* Aim of the exercise
Each entry below should be returned exactly as is, with the pictures removed.

* Source information
^^^^^^^^^^^^^^^^
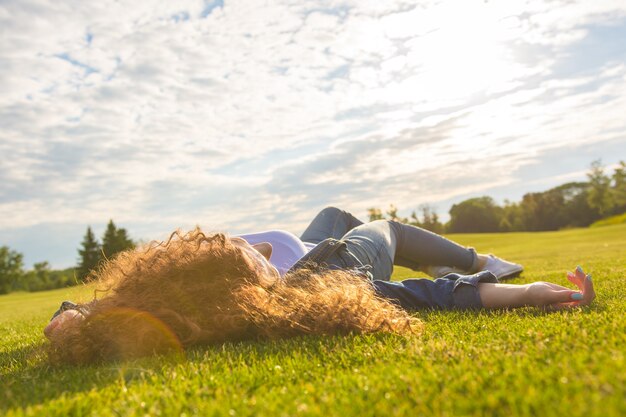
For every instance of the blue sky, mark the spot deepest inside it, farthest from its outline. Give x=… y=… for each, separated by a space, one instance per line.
x=242 y=116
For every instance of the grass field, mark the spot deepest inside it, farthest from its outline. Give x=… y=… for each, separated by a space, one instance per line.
x=504 y=363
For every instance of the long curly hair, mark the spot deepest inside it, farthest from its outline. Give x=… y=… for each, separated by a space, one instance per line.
x=196 y=289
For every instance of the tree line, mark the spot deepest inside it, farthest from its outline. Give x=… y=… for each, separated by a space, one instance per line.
x=13 y=276
x=574 y=204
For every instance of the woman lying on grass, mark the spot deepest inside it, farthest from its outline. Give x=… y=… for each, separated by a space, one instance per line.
x=197 y=289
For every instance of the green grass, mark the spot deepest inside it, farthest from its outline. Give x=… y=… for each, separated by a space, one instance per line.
x=609 y=221
x=504 y=363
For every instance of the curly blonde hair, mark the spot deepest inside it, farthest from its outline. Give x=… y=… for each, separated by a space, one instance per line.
x=196 y=289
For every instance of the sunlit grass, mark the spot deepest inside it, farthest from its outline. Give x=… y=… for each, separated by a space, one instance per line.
x=504 y=363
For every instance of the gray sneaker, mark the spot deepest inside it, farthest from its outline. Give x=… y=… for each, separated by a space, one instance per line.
x=442 y=271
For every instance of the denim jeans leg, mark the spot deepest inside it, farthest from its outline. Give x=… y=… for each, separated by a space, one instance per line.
x=373 y=244
x=330 y=222
x=423 y=247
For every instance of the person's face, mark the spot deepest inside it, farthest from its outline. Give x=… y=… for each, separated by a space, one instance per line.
x=259 y=255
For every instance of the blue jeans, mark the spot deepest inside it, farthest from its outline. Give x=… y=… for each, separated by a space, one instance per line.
x=383 y=243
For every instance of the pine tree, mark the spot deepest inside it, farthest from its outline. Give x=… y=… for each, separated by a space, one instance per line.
x=115 y=240
x=599 y=196
x=89 y=255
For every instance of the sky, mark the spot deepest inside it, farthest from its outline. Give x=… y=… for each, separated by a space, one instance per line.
x=251 y=115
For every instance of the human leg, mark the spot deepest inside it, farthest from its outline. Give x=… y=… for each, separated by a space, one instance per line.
x=383 y=243
x=330 y=222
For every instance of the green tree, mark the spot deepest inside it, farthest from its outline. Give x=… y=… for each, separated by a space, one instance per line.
x=89 y=255
x=115 y=241
x=479 y=214
x=392 y=212
x=39 y=278
x=374 y=214
x=599 y=196
x=618 y=190
x=11 y=269
x=429 y=219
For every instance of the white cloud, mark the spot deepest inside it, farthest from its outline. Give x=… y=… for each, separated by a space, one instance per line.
x=153 y=115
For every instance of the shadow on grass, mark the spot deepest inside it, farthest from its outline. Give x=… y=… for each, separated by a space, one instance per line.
x=30 y=380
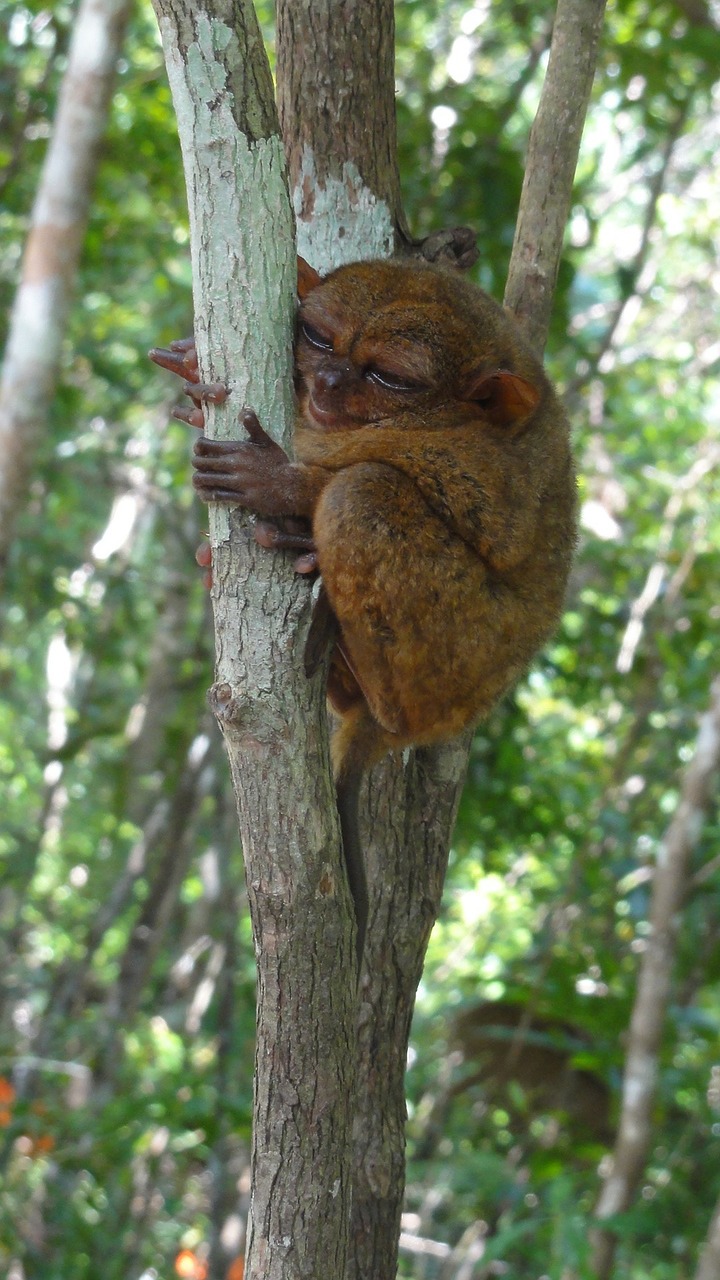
^^^^^^^^^^^^^^^^
* Answer to this exercise
For every instance of the blue sky, mark the spot deepest inside it, farthest from its outline. Give x=… y=… for each, separated by a space, one instance per line.
x=242 y=116
For every instance of the grass field, mark the spot deepest inside it, farthest from its outline. Give x=… y=… for each, separated by a space, one instance per line.
x=504 y=363
For every instance of the long curly hair, mark the spot deepest inside it, farthest from its outline. Give x=… y=… for each, separated by a space, one instance per line.
x=196 y=289
For every instance of the tree line, mark the spot deepest inside it, farthest from its outline. Give x=… y=… for each, separated by a space, one instance per line.
x=13 y=276
x=574 y=204
For every instance of the woman lying on grass, mark the spot deepest inside it, farthest from its outline. Give x=… y=… for each, separated by a space, one instance per line.
x=197 y=289
For every instance of the green grass, mark the spot deepest inside it, farthest from its outline. Give x=… y=… for each, separated by a space, one instance per line.
x=609 y=221
x=504 y=363
For every instance of the curly blonde hair, mark the spot deepest inside it, farthest from its outline. Give x=… y=… for each, separated by a space, one instance per line.
x=196 y=289
For every instance of the sunlit grass, mark the spot deepest inside it, farthest from its outline. Give x=… y=… for each, separated by a space, one instance per line.
x=504 y=363
For every instance of the gray sneaker, mark the spot deepest inside it, farthest from its outline. Give x=… y=… for each, separated by a space, one instance per line.
x=442 y=271
For every instance of the denim jeans leg, mark the spot deepest inside it, farthest from its outline. Give x=… y=… for each, separated by a space, one instance per line.
x=373 y=244
x=330 y=222
x=423 y=247
For every instance of the person's face, mark the spot deepest inside it, farthest from its outline. Give x=… y=… for each, separated by a space, one instance per line.
x=259 y=255
For every instance of the blue jeans, mark the spot deepest inside it, farthest from its outline. Give x=… y=… for each, separated by a space, one instance per line.
x=383 y=243
For every instance of the pine tree, mark the spot deepest inside it, farthest from its outline. Give x=… y=… for each, separated by a space, one instance per line.
x=115 y=240
x=599 y=196
x=89 y=255
For every instance of the sky, mark the spot deepest inside it, farthest from its outline. Give x=… y=… for each, separated by a space, one instance per line.
x=251 y=115
For every instance of the human leg, mark the spot deepest inside it, farthest from its outline. Give x=… y=… for each, separated by a space, one instance per line.
x=383 y=243
x=330 y=222
For every instance of the green tree, mark the spot deepest inside it, farthest from its outline. Give x=… y=… for each, separated by a space, one instance per line.
x=89 y=255
x=115 y=241
x=479 y=214
x=392 y=212
x=39 y=278
x=374 y=214
x=599 y=196
x=618 y=190
x=11 y=269
x=429 y=219
For every instance of the white cloud, mark the spot deepest inside it, farthest from its outline. Give x=… y=… for each, separated by a space, one instance per line.
x=153 y=115
For every instance of the shadow on grass, mark the spot deepest inside it, farthest from its outline. Give x=… y=… for each, separated by a space, one instance per line.
x=30 y=380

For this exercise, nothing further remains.